Passage provided:
The Spanish division of the German company Playmobil, based in the Alicante town of Onil, had a turnover of 25% less in its last financial year of 2022/2023. It fell from 54.5 million euro in the previous year to 40.7 million. The main reason for this decline, according to the company, was a “considerable downturn” in the domestic market with a decrease in sales of 33.2%. “The company and the toy sector have had to deal with a considerable increase in costs that have been partially passed on to the customer,” they explain.
In 2024, the company announced that it would maintain the logistics distribution for Spain and Portugal and the marketing and sales departments in Onil, after the closure of the productive activity. Production ceased in September 2023, although activity in the rest of the departments continued, although in April of this year a redundancy plan was carried out for 13 employees, which was added to the same in May 2023, in which 26 people left.
The production of the Spanish division ceased in September of last year and the company’s facilities in Onil were left only with the logistics distribution for Spain and Portugal and the marketing and sales areas. In 2024, the Playmobil company intends to continue with these departments in Onil, which currently employ 20 workers.

Task item:
Duplicate the Playmobil Spain article word for word.

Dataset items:
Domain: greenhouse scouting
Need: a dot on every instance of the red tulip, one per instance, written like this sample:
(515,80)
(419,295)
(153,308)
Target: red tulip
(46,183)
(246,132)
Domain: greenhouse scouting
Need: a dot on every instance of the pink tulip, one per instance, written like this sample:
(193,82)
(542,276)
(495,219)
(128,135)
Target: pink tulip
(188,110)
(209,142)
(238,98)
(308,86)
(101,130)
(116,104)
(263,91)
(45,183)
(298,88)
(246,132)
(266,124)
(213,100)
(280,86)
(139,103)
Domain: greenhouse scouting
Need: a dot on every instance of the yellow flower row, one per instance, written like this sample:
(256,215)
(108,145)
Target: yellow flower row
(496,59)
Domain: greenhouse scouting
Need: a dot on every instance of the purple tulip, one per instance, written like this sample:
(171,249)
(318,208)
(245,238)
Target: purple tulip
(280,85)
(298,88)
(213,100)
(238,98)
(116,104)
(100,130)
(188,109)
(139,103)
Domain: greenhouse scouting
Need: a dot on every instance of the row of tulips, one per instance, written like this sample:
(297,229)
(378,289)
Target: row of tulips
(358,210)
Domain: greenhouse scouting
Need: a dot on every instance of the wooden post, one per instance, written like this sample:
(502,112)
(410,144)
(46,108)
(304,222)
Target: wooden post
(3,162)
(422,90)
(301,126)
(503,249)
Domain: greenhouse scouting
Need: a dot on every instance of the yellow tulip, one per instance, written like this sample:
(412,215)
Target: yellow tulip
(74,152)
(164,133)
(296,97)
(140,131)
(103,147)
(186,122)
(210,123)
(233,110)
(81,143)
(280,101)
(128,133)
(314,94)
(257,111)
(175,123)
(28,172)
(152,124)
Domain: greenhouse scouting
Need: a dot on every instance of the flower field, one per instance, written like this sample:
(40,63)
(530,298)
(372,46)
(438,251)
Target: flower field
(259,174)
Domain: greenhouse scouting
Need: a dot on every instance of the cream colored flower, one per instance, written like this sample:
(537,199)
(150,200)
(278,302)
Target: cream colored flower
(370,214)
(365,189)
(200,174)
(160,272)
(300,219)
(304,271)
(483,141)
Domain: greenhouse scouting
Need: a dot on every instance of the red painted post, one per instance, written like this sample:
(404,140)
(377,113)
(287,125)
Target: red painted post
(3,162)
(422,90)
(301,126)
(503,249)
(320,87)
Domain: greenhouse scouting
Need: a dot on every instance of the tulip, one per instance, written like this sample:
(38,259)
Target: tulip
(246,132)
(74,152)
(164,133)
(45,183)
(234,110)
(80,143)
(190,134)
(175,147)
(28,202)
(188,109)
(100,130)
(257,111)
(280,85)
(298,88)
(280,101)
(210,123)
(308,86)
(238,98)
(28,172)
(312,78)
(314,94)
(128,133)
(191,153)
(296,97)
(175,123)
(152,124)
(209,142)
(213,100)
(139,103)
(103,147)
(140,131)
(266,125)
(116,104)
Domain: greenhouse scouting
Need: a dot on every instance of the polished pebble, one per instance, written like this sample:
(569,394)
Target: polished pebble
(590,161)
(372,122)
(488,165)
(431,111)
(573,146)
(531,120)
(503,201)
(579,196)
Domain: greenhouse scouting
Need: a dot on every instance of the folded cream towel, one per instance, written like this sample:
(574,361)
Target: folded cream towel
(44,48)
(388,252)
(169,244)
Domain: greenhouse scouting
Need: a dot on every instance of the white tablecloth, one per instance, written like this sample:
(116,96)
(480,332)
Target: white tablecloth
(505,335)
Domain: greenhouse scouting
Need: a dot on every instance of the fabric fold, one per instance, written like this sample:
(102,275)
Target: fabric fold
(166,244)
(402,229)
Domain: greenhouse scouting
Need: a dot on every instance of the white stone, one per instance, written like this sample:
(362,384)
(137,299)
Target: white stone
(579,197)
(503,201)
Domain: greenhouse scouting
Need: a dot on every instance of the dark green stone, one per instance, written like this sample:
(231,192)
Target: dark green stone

Written response:
The Spanish division of the German company Playmobil, based in the Alicante town of Onil, had a turnover of 25% less in its last financial year of 2022/2023. It fell from 54.5 million euro in the previous year to 40.7 million. The main reason for this decline, according to the company, was a “considerable downturn” in the domestic market with a decrease in sales of 33.2%. “The company and the toy sector have had to deal with a considerable increase in costs that have been partially passed on to the customer,” they explain.
In 2024, the company announced that it would maintain the logistics distribution for Spain and Portugal and the marketing and sales departments in Onil, after the closure of the productive activity. Production ceased in September 2023, although activity in the rest of the departments continued, although in April of this year a redundancy plan was carried out for 13 employees, which was added to the same in May 2023, in which 26 people left.
The production of the Spanish division ceased in September of last year and the company’s facilities in Onil were left only with the logistics distribution for Spain and Portugal and the marketing and sales areas. In 2024, the Playmobil company intends to continue with these departments in Onil, which currently employ 20 workers.